DIRECTIONS:
Copy out every one of the entries below word for word, changing nothing.

***** PROVIDED DATA

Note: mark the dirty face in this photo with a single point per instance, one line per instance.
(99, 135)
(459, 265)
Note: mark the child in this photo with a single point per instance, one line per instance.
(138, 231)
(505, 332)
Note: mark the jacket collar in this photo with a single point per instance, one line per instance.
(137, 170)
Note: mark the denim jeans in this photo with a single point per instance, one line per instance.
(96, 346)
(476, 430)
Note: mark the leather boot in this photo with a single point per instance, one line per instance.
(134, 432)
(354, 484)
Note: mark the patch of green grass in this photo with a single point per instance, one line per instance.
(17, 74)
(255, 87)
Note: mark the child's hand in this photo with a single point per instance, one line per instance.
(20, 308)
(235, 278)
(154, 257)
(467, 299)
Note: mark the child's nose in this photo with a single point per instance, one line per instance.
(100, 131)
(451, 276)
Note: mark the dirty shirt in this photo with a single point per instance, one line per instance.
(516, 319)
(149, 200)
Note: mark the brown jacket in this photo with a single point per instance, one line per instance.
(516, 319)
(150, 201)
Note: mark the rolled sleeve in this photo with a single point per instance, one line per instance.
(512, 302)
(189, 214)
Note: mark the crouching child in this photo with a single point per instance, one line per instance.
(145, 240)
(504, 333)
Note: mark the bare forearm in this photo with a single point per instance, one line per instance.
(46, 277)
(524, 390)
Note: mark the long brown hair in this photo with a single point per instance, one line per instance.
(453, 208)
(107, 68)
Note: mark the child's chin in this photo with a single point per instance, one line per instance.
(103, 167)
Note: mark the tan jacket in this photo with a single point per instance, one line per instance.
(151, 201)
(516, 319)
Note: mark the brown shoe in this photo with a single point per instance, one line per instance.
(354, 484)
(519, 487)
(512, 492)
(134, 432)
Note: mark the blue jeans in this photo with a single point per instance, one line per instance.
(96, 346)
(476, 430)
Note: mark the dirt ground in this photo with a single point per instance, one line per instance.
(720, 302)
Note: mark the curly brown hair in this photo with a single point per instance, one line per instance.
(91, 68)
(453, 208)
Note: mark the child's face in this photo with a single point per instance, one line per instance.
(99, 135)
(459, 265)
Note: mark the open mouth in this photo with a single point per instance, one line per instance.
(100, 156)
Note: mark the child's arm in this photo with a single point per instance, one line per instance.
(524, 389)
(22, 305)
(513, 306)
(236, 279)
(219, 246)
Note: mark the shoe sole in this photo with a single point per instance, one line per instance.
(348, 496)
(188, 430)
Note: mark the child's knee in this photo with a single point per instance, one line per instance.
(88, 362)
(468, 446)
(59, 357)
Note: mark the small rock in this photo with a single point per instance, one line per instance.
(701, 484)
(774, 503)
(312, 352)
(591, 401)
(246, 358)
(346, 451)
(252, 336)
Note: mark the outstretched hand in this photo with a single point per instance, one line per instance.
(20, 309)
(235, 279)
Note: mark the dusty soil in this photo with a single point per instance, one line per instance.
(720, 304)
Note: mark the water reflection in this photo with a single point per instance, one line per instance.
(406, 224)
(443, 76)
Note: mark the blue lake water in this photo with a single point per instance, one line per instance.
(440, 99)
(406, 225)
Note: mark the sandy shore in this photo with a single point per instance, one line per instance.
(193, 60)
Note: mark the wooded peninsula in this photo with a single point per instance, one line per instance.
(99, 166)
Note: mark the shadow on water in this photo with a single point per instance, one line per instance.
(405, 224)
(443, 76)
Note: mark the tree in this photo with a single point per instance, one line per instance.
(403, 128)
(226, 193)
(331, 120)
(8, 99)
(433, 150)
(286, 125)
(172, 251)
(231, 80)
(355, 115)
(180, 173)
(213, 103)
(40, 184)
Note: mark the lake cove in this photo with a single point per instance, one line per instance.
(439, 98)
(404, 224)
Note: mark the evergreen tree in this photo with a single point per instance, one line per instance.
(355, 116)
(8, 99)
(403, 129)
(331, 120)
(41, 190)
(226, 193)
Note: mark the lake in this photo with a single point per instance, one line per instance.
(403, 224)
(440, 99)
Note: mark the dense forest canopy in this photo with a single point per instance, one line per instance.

**********

ANSWER FOR THIS EXERCISE:
Note: mark the dirty face in this photo with a single point per instance, one line per instance.
(99, 135)
(459, 265)
Note: mark the child in this photo with a single point per instance, one line per instance.
(138, 231)
(505, 332)
Note: mark the jacket collar in this photo with a single point per instance, one line per instance.
(137, 170)
Note: mark the denim jeans in this photo with a single point per instance, one line per instance.
(96, 346)
(476, 430)
Note: mark the leather boot in this photo with a single point per instance, one line per instance.
(134, 432)
(354, 484)
Note: mark the patch of green grass in this photo with a single point per instance, one line per instance.
(17, 74)
(255, 87)
Note: mark the child's hand in this photo with a single point per instance, one line per instance.
(20, 308)
(235, 278)
(154, 257)
(467, 299)
Note: mark the child's nose in this photo with a single point per instance, one line per instance.
(100, 131)
(451, 276)
Note: mark the dirty shirt in this photo with a single point per instance, one line per instance.
(516, 319)
(149, 200)
Note: mark the brown jacket in this photo with a single point per instance, one line per instance.
(516, 319)
(150, 201)
Note: mark the rolled sleeve in this photo with a single point per instance, one line per instance.
(512, 302)
(189, 214)
Note: mark the crouching child in this photo with a single point per instance, one line per instance.
(145, 240)
(504, 333)
Note: mark the bare forearm in this photo with a single point per instance, one line per instance.
(46, 277)
(524, 390)
Note: mark the long brown hair in this photo with a single point per instance, one line per instance.
(453, 208)
(107, 68)
Note: mark the child's chin in this photo with a single point per instance, one line per instance.
(103, 167)
Note: mark the tan jacket in this photo with a single point per instance, one line per instance.
(151, 201)
(516, 319)
Note: mark the brown shoe in this photo with a single point per instance, one line per instance.
(354, 484)
(519, 487)
(512, 492)
(134, 432)
Note: mark the blue jeans in this photo with a single point per instance, one line per instance.
(96, 346)
(476, 430)
Note: mark the dirt ground in this photo with a single point per instance, one line per instance.
(720, 302)
Note: mark the curly brown hair in this photo with a single point per instance, one line per instance.
(91, 68)
(453, 208)
Note: mark the child's face in this photo with a single point per instance, one line per instance.
(99, 135)
(459, 265)
Note: mark the open mouth in this photo with a single point per instance, one line per instance.
(100, 156)
Note: mark the child's arm in this photo with a single point per instance, one line per instance.
(524, 389)
(22, 305)
(513, 306)
(236, 279)
(219, 246)
Note: mark the shoe sole in this photo with a single point per instance, one line per instance.
(348, 496)
(188, 430)
Note: mark the child's knee in this photo with a single point per instance, one line per instance.
(88, 362)
(468, 446)
(59, 357)
Note: mark the small rock in this photo with a single point per instance, one line per instance.
(701, 484)
(774, 503)
(312, 352)
(591, 401)
(246, 358)
(346, 451)
(252, 336)
Note: mark the outstretched hand in this photo with a single point per instance, one line per instance.
(20, 309)
(235, 279)
Note: mark the dusty soil in this photo with a single point per instance, one line per instance.
(720, 304)
Note: mark the water reflection in this photo with a single point per instance, one line per instance.
(406, 224)
(443, 76)
Note: mark the blue lake water in this photo with a single point per instance, one line per instance.
(440, 99)
(406, 225)
Note: mark the sandy shore in this photo with a single point per instance, one line per instance.
(193, 60)
Note: mark the wooded peninsula in this photo with a single point per instance, one line per instance.
(99, 166)
Note: mark the shadow on water in this photo with a single point per instance, one line per instance.
(405, 224)
(443, 76)
Note: mark the tree in this photo with a single point per instance, one line per instance.
(403, 128)
(226, 193)
(331, 120)
(8, 99)
(433, 150)
(286, 125)
(172, 251)
(231, 80)
(355, 115)
(180, 173)
(213, 103)
(40, 184)
Note: mark the lake cove in this photo with a single point per instance, one line per instance.
(439, 98)
(404, 224)
Note: mark the evergreen tree in this photo with a single point per instance, one line per instance.
(355, 116)
(8, 99)
(403, 129)
(331, 120)
(41, 190)
(226, 193)
Note: mark the lake in this photo with a single point per instance, one line per instance.
(403, 224)
(440, 99)
Note: mark the dense forest canopy in this photo with a single point per instance, one line per instance.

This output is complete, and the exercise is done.